PASSAGE GIVEN:
⟨

Where daylight is lacking, creating electric light that mimics natural light is based on a sophisticated solution known as tunable white, which allows the color temperature to be programmed for optimal natural light mimicry.
LIGHT AND WALL CONTROL
Evolution of the Lighting Control Experience
When lighting control emerged in the modern era, a simple switch achieved the desired function. While mundane by today’s standards, it was revolutionary at the time. Before this, people used candles or gas lamps, which both needed to be lit to operate.
Following switching, dimming became widely possible in the early 1960s. Just as daylight gets dimmer at the end of the day, people could dial down the lights accordingly. In many commercial spaces, dimming and switching rose to new levels. As an example, banks of dimmers controlled the lighting in entire restaurants. A permanent marker line often indicated dimmer settings for specific times, which required a worker to adjust the lights, control by control, throughout the day.
Scene control did away with the need for banks of wallbox dimmers. A single button could control many lighting zones to a predetermined level. Personalized control allows spaces to dynamically change as the occupants’ needs change.
Evolution of the Automated Experience
A timeclock is as simple as it sounds. At a specific time of day, the timeclock causes an event, such as shutting off lights. Timeclocks were instigated by energy codes requiring lights to shut off when the building was typically unoccupied. Eventually, this was applied to exterior lighting to ensure they were shut off during the day.

⟩

Can you quote the whole passage on lighting control word for word?

Coordinate labeling data:

⟨

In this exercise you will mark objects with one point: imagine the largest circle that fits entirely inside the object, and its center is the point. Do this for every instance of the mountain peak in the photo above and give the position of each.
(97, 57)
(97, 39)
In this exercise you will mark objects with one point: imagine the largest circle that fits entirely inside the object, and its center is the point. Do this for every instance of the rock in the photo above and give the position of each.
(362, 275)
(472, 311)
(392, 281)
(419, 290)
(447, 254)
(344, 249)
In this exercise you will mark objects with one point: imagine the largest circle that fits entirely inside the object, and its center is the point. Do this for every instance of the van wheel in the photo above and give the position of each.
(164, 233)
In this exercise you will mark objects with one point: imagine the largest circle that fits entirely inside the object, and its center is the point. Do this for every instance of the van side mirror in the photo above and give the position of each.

⟩

OUTPUT BELOW:
Where daylight is lacking, creating electric light that mimics natural light is based on a sophisticated solution known as tunable white, which allows the color temperature to be programmed for optimal natural light mimicry.
LIGHT AND WALL CONTROL
Evolution of the Lighting Control Experience
When lighting control emerged in the modern era, a simple switch achieved the desired function. While mundane by today’s standards, it was revolutionary at the time. Before this, people used candles or gas lamps, which both needed to be lit to operate.
Following switching, dimming became widely possible in the early 1960s. Just as daylight gets dimmer at the end of the day, people could dial down the lights accordingly. In many commercial spaces, dimming and switching rose to new levels. As an example, banks of dimmers controlled the lighting in entire restaurants. A permanent marker line often indicated dimmer settings for specific times, which required a worker to adjust the lights, control by control, throughout the day.
Scene control did away with the need for banks of wallbox dimmers. A single button could control many lighting zones to a predetermined level. Personalized control allows spaces to dynamically change as the occupants’ needs change.
Evolution of the Automated Experience
A timeclock is as simple as it sounds. At a specific time of day, the timeclock causes an event, such as shutting off lights. Timeclocks were instigated by energy codes requiring lights to shut off when the building was typically unoccupied. Eventually, this was applied to exterior lighting to ensure they were shut off during the day.